**TEXT SHOWN**
━━━━

A quick internet search for the etymology of the word acupuncture reveals, “1680s, ‘pricking with a needle’ as a surgical operation to ease pain, from Latin acus ‘a needle’ (from PIE root ak-rise to a point, be sharp;” see acro-) + puncture.”1 It seems to me that acupuncture refers to any needle inserted anywhere on the body for the purpose of easing pain. To be fair, I understand the reason for the professor’s disinclination to be associated with the term “acupuncture,” because this ancient practice has considerable folklore and mysticism associated with it. Many purveyors of acupuncture explain their craft in terms of meridians, chi, five elements and other terms that defy explanation through science presently. Then again, saddling the term “acupuncture” with all this baggage seems linguistically unfair and ruinous to the beautiful simplicity of a word describing puncturing the skin with a needle for therapeutic purposes.
Auricular acupuncture, acupuncture needles placed in the ear for therapeutic purposes, seems an exceedingly clear and precise description of what we generally were discussing at this conference. Auricular therapy seems unnecessarily confusing, since the Chinese practice of ear cauterization for sciatica (which simulated the idea of the ear as a target for acupuncture in the first place) is a type of auricular therapy. Other factions of medical providers have also played with language as they drive needles into human flesh (acupuncture) but now use terms like “dry needling” or “medical acupuncture” or “traditional Chinese acupuncture” or “auricular stimulation,” and the list goes on. I apologize now if I have “acupunctured” any “sacred cow” beliefs of my readers. (I crack myself up.)
Notwithstanding the economic practice barriers that are overcome in many states with these plays on words, is all this really necessary? I know from personal experience that this semantic mess is extremely confusing for our patients. Furthermore, all of this partisan bickering amongst the various acupuncture factions thoroughly complicates any efforts from folks like me who are trying to bring plain old acupuncture, in all its wondrous forms, to mainstream federal medicine. I have no beef with the multitude of different acupuncture styles and traditions; my only requirement is that they all be equally assessed through the hard and unforgiving lens of science. There is plenty of evidence in existence today that acupuncture (plain old needle in skin action) has therapeutic value in many patients for many conditions. If we could allow ourselves to overcome our personal biases and hubris toward any flavor of acupuncture and agree that any provider placing acupuncture needles for therapeutic purposes is doing “acupuncture,” the job of bringing these services to the masses (and regulating it appropriately) would suddenly be much easier.

━━━━

**MATERIAL SHOWN**

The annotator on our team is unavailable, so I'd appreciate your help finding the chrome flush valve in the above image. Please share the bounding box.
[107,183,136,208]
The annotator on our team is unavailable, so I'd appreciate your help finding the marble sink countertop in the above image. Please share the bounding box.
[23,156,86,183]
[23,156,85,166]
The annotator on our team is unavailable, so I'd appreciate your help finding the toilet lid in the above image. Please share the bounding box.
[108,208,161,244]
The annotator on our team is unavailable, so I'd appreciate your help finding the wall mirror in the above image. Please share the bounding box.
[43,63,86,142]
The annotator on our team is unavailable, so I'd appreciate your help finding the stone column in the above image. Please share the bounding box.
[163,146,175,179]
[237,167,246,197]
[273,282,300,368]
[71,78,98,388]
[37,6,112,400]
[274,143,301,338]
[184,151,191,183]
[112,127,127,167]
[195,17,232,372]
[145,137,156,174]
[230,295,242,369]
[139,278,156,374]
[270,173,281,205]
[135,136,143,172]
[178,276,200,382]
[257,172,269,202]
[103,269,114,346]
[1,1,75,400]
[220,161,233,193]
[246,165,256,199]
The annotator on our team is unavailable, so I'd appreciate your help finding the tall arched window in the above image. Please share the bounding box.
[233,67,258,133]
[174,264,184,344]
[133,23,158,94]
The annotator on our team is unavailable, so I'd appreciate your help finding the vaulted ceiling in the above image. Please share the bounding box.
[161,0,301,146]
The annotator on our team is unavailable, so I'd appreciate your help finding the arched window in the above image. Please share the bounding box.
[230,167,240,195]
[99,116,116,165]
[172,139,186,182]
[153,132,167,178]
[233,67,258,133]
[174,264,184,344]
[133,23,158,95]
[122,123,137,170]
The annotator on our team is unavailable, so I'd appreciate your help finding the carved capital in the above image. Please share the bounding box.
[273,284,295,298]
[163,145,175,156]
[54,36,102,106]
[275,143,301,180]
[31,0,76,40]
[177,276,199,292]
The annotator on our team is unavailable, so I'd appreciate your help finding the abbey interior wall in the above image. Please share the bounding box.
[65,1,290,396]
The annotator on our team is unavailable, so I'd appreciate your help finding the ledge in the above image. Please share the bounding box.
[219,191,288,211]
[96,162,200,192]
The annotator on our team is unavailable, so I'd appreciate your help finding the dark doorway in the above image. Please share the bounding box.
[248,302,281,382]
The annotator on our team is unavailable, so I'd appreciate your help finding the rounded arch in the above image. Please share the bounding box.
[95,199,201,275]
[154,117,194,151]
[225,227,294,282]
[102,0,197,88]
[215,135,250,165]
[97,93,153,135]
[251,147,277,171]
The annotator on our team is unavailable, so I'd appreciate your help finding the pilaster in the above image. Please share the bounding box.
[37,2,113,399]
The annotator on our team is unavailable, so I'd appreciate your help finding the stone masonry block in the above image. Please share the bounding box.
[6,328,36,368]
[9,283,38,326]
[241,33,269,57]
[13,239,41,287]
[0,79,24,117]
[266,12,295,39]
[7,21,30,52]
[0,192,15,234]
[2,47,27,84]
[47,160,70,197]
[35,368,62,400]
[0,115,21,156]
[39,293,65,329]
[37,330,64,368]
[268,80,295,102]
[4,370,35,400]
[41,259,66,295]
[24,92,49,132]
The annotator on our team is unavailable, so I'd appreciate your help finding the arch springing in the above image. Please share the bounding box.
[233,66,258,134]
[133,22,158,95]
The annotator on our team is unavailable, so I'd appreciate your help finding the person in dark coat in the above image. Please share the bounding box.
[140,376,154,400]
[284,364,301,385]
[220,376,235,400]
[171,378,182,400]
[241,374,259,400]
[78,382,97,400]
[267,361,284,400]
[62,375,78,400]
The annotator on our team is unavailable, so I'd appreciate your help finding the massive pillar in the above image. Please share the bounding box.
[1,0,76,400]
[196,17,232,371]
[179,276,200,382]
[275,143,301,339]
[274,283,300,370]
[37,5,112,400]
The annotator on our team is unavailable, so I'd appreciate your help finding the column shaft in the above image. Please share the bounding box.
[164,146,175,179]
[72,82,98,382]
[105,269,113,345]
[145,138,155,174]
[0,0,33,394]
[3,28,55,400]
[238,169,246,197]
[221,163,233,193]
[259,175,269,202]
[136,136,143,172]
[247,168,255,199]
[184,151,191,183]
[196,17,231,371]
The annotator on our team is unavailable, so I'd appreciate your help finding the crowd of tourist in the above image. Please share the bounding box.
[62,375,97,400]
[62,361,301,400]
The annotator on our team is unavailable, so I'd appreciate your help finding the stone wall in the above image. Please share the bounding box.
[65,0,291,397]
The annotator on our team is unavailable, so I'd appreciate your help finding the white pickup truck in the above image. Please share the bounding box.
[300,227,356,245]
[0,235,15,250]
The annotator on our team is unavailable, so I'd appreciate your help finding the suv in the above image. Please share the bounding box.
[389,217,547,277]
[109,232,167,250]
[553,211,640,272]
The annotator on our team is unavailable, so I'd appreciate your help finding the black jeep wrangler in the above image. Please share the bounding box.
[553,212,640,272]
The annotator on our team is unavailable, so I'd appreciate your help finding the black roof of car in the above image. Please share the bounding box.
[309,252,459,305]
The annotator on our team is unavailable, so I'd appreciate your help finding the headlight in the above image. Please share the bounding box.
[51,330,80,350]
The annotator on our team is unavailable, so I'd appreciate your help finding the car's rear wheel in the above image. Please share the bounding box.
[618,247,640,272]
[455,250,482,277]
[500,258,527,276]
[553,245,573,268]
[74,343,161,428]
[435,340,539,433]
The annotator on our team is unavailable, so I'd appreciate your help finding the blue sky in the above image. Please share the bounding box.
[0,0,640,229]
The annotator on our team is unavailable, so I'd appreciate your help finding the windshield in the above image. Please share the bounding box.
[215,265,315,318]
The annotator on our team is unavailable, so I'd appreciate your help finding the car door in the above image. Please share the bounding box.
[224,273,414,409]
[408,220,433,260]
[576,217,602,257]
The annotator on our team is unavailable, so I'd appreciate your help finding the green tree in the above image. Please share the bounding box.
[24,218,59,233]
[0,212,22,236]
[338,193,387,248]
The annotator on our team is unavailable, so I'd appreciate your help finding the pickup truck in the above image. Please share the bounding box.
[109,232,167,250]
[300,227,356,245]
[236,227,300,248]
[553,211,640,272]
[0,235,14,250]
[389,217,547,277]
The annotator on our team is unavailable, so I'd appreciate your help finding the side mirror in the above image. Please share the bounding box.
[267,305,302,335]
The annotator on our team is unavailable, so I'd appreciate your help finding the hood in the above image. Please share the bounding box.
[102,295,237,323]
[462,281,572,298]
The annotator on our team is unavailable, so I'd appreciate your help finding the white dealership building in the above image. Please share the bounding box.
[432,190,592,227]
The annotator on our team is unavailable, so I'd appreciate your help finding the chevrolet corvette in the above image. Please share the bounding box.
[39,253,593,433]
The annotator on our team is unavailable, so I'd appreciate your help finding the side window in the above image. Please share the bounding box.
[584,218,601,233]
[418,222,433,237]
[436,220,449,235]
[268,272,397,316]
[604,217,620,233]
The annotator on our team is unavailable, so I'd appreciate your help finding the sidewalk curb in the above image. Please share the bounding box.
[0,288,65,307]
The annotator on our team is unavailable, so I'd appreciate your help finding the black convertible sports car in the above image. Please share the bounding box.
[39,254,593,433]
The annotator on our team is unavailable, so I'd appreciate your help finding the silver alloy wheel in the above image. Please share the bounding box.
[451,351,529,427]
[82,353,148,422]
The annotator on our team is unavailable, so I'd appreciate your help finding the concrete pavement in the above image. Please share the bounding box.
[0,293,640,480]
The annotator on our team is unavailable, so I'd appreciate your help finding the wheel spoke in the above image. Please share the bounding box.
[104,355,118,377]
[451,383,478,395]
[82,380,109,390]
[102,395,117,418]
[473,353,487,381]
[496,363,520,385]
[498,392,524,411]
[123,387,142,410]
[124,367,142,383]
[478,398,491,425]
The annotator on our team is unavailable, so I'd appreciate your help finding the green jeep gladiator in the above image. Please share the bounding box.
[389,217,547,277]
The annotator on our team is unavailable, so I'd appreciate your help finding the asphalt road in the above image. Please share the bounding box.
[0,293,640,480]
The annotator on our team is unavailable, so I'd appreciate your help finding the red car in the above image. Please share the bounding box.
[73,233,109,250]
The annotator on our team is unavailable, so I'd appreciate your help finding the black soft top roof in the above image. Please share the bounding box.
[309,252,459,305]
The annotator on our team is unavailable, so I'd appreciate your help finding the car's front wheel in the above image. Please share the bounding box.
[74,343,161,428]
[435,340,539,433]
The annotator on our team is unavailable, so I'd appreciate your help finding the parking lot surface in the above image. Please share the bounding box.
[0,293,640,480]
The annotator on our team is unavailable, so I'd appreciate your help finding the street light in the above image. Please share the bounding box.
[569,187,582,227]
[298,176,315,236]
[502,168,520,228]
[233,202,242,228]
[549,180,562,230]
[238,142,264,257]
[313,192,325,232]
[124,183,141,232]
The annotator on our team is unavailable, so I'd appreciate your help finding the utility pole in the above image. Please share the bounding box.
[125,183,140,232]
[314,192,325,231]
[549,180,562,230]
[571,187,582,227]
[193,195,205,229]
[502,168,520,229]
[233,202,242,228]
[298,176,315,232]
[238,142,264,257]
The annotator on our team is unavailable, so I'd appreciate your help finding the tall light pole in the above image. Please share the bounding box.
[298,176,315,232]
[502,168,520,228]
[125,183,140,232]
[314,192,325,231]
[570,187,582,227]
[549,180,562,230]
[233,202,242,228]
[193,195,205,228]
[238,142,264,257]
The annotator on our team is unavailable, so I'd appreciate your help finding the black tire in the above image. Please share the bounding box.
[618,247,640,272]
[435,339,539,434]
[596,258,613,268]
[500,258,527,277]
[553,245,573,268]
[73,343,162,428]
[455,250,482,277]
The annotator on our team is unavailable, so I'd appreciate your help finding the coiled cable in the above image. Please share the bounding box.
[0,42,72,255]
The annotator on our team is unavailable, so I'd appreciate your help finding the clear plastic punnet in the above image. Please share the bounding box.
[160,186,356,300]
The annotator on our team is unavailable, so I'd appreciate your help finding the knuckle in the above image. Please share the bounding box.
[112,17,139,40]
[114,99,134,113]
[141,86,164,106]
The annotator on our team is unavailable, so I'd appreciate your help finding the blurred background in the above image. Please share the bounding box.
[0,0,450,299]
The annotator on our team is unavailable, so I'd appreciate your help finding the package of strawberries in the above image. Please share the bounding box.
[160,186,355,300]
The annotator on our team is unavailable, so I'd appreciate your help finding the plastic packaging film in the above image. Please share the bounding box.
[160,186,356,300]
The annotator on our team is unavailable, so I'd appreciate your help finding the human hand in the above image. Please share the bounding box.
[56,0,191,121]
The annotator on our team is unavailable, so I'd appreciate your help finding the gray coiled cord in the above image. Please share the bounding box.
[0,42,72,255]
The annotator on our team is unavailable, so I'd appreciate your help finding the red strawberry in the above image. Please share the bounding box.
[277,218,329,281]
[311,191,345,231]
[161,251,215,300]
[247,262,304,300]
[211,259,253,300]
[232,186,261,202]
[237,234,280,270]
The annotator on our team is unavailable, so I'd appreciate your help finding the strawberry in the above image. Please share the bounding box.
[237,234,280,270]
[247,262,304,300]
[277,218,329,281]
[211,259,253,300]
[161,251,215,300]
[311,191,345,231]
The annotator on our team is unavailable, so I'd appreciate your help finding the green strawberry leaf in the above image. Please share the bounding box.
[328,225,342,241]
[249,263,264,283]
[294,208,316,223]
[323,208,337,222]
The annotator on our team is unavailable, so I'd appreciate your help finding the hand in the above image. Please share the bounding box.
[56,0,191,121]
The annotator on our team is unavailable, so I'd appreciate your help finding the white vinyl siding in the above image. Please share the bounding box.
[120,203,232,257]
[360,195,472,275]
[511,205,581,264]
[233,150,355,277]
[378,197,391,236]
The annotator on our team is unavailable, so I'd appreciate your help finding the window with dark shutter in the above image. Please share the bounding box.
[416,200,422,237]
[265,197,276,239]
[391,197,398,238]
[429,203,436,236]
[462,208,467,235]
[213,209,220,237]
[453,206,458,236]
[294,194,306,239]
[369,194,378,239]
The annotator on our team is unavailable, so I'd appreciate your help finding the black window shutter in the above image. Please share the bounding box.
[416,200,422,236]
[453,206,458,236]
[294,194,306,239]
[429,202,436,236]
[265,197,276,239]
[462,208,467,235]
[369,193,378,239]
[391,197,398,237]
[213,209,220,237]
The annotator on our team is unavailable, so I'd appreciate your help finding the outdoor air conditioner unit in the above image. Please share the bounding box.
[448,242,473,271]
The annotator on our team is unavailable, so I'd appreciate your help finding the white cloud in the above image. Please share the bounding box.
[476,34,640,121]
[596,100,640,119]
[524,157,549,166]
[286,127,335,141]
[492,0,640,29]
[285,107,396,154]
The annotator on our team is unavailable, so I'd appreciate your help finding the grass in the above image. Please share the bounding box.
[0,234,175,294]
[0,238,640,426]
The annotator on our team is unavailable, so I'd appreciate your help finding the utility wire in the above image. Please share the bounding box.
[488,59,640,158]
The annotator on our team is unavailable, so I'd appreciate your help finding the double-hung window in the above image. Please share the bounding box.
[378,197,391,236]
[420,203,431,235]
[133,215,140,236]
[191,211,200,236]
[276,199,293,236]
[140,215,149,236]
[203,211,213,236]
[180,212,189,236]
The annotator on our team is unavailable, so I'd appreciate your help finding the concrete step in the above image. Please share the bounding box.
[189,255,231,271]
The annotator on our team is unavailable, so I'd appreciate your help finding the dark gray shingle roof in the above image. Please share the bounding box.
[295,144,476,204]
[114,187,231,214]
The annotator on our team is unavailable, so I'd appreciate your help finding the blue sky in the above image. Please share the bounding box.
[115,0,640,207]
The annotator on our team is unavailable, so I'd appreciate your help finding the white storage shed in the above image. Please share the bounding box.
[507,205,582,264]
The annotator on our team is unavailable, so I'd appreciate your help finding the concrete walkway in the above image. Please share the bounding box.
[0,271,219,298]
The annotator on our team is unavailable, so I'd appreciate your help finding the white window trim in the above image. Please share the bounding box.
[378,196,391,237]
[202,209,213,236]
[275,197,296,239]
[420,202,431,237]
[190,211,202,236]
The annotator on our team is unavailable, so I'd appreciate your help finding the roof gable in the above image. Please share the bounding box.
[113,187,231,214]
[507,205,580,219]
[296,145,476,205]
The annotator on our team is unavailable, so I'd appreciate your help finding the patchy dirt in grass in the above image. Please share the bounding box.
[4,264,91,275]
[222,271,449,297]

━━━━

**EXERCISE GOAL**
Copy out the piece on what "acupuncture" means, word for word.

**RESPONSE**
A quick internet search for the etymology of the word acupuncture reveals, “1680s, ‘pricking with a needle’ as a surgical operation to ease pain, from Latin acus ‘a needle’ (from PIE root ak-rise to a point, be sharp;” see acro-) + puncture.”1 It seems to me that acupuncture refers to any needle inserted anywhere on the body for the purpose of easing pain. To be fair, I understand the reason for the professor’s disinclination to be associated with the term “acupuncture,” because this ancient practice has considerable folklore and mysticism associated with it. Many purveyors of acupuncture explain their craft in terms of meridians, chi, five elements and other terms that defy explanation through science presently. Then again, saddling the term “acupuncture” with all this baggage seems linguistically unfair and ruinous to the beautiful simplicity of a word describing puncturing the skin with a needle for therapeutic purposes.
Auricular acupuncture, acupuncture needles placed in the ear for therapeutic purposes, seems an exceedingly clear and precise description of what we generally were discussing at this conference. Auricular therapy seems unnecessarily confusing, since the Chinese practice of ear cauterization for sciatica (which simulated the idea of the ear as a target for acupuncture in the first place) is a type of auricular therapy. Other factions of medical providers have also played with language as they drive needles into human flesh (acupuncture) but now use terms like “dry needling” or “medical acupuncture” or “traditional Chinese acupuncture” or “auricular stimulation,” and the list goes on. I apologize now if I have “acupunctured” any “sacred cow” beliefs of my readers. (I crack myself up.)
Notwithstanding the economic practice barriers that are overcome in many states with these plays on words, is all this really necessary? I know from personal experience that this semantic mess is extremely confusing for our patients. Furthermore, all of this partisan bickering amongst the various acupuncture factions thoroughly complicates any efforts from folks like me who are trying to bring plain old acupuncture, in all its wondrous forms, to mainstream federal medicine. I have no beef with the multitude of different acupuncture styles and traditions; my only requirement is that they all be equally assessed through the hard and unforgiving lens of science. There is plenty of evidence in existence today that acupuncture (plain old needle in skin action) has therapeutic value in many patients for many conditions. If we could allow ourselves to overcome our personal biases and hubris toward any flavor of acupuncture and agree that any provider placing acupuncture needles for therapeutic purposes is doing “acupuncture,” the job of bringing these services to the masses (and regulating it appropriately) would suddenly be much easier.